TEXT SECTION
________________________

When this option is true monstache will not attempt to auto create an ingest pipeline named attachment
with a file
field
at startup when index-files
is enabled. In this case the user must create the pipeline before running monstache.
For example, the user must issue a command against Elasticsearch as follows prior to running monstache in order
to index GridFS files:
PUT _ingest/pipeline/attachment
{
"description" : "Extract file information",
"processors" : [
{
"attachment" : {
"field" : "file",
"indexed_chars" : -1
}
}
]
}
dropped-databases¶
boolean (default true
)
When dropped-databases is false monstache will not delete the mapped indexes in Elasticsearch if a MongoDB database is dropped
dropped-collections¶
boolean (default true
)
When dropped-collections is false monstache will not delete the mapped index in Elasticsearch if a MongoDB collection is dropped
elasticsearch-user¶
string (default ""
) (env var name MONSTACHE_ES_USER
)
Optional Elasticsearch username for basic auth
elasticsearch-password¶
string (default ""
) (env var name MONSTACHE_ES_PASS
)
Optional Elasticsearch password for basic auth
elasticsearch-urls¶
[]string (default [ "http://localhost:9200" ]
) (env var name MONSTACHE_ES_URLS
)
An array of URLs to connect to the Elasticsearch REST Interface
Note
This option may be passed on the command line as ./monstache --elasticsearch-url URL1 --elasticsearch-url URL2
If specified as an environment variable the value should be URLs separated only by the env-delimiter
which
defaults to a comma. E.g. MONSTACHE_ES_URLS=http://es1:9200,http://es2:9200
elasticsearch-healthcheck-timeout-startup¶
int (default 15
)
The number of seconds to wait on the initial health check to Elasticsearch to responed before giving up and exiting.
elasticsearch-healthcheck-timeout¶
int (default 5
)
The number of seconds to wait for a post-initial health check to Elasticsearch to respond
elasticsearch-version¶
string (by default determined by connecting to the server
)
When elasticsearch-version is provided monstache will parse the given server version to determine how to interact with the Elasticsearch API. This is normally not recommended because monstache will connect to Elasticsearch to find out which version is being used. This option is provided for cases where connecting to the base URL of the Elasticsearch REST API to get the version is not possible or desired.
elasticsearch-max-conns¶
int (default 4
)
The size of the Elasticsearch HTTP connection pool. This determines the concurrency of bulk indexing requests to Elasticsearch. If you increase this value too high you may begin to see bulk indexing failures if the bulk index queue gets overloaded. To increase the size of the bulk indexing queue you can update the Elasticsearch config file:
thread_pool:
bulk:
queue_size: 200
For more information see Thread Pool.
You will want to tune this variable in sync with the elasticsearch-max-bytes
option.
elasticsearch-retry¶
boolean (default false
)
When elasticseach-retry is true a failed request to Elasticsearch will be retried with an exponential backoff policy. The policy is set with an initial timeout of 50 ms, an exponential factor of 2, and a max wait of 20 seconds. For more information on how this works see Back Off Strategy
elasticsearch-client-timeout¶
int (default 0
)
The number of seconds before a request to Elasticsearch times out. A setting of 0, the default, disables the timeout.
elasticsearch-max-docs¶
int (default -1
)
When elasticsearch-max-docs is given a bulk index request to Elasticsearch will be forced when the buffer reaches the given number of documents.

________________________

LISTED RECORDS
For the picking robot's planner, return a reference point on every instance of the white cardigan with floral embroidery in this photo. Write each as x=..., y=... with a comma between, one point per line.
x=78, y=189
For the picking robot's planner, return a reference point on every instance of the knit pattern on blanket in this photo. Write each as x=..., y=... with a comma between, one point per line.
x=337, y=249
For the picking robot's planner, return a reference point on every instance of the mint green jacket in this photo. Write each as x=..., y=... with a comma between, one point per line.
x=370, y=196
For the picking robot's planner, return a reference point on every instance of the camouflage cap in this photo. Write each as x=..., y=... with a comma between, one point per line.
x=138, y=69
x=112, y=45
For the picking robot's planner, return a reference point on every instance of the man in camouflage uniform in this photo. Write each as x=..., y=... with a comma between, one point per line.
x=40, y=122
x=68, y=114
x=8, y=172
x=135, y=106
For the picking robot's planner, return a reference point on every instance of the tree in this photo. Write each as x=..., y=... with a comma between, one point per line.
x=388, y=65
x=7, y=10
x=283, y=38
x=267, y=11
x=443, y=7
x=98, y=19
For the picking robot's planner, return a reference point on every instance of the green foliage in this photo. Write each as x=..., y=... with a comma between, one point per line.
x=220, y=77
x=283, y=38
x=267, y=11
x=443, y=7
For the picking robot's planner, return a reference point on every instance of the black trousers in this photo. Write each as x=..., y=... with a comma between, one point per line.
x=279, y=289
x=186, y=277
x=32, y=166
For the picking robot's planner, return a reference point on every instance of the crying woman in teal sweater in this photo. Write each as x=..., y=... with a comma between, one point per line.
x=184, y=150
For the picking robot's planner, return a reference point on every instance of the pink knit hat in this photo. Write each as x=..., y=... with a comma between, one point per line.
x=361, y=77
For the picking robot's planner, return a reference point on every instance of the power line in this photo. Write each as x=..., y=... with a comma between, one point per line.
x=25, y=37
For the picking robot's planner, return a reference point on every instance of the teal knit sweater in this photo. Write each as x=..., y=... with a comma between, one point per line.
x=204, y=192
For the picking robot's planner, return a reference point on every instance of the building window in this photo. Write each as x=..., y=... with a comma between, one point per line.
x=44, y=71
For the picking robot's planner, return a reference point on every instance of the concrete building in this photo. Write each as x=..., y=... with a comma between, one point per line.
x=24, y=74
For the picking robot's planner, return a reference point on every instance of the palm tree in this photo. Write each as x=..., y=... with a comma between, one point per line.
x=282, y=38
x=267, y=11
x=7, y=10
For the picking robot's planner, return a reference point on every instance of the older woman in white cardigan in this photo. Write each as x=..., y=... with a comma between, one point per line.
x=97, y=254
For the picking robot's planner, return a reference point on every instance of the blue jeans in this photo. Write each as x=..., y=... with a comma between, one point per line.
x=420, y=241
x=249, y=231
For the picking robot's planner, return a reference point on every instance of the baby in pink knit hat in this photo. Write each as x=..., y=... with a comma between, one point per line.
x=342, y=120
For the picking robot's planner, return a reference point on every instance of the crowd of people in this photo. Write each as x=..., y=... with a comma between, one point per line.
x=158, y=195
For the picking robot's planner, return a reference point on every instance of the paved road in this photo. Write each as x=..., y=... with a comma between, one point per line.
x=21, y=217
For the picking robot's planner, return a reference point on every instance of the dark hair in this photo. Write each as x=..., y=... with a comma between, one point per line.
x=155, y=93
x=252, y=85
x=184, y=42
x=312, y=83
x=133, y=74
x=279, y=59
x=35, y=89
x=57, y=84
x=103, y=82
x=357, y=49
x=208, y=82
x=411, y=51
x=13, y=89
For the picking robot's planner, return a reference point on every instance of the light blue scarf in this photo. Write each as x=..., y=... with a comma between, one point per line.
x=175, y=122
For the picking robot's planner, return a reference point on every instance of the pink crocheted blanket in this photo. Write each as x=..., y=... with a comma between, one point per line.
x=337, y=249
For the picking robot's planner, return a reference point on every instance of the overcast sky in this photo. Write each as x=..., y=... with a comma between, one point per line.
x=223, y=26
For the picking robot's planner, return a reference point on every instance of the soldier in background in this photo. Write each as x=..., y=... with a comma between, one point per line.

________________________

PROBLEM STATEMENT
Continue the monstache configuration reference shown above, beginning after its final sentence on elasticsearch-max-docs.

RESULT OF THIS EXERCISE
Warning
It is not recommended to change this option but rather use elasticsearch-max-bytes
instead since the document count is not a good gauge of when
to flush. The default value of -1 means to not use the number of docs as a flush indicator.
elasticsearch-max-bytes¶
int (default 8MB as bytes)
When elasticsearch-max-bytes is given a bulk index request to Elasticsearch will be forced when a connection buffer reaches the given number of bytes. This setting greatly impacts performance. A high value for this setting will cause high memory monstache memory usage as the documents are buffered in memory.
Each connection in elasticsearch-max-conns
will flush when its queue gets filled to this size.
elasticsearch-max-seconds¶
int (default 1
)
When elasticsearch-max-seconds is given a bulk index request to Elasticsearch will be forced when a request has not been made in the given number of seconds.
The default value is automatically increased to 5
when direct read namespaces are detected. This is to ensure that flushes do not happen too often in this
case which would cut performance.
elasticsearch-pem-file¶
string (default ""
) (env var name MONSTACHE_ES_PEM
)
When elasticsearch-pem-file is given monstache will use the given file path to add a local certificate to x509 cert pool when connecting to Elasticsearch. This should only be used when Elasticsearch is configured with SSL enabled.
elasticsearch-pki-auth¶
TOML table (default nil
)
Used to configure client to use PKI user auth for Elasticsearch
cert-file¶
string (default "") (env var name MONSTACHE_ES_PKI_CERT
)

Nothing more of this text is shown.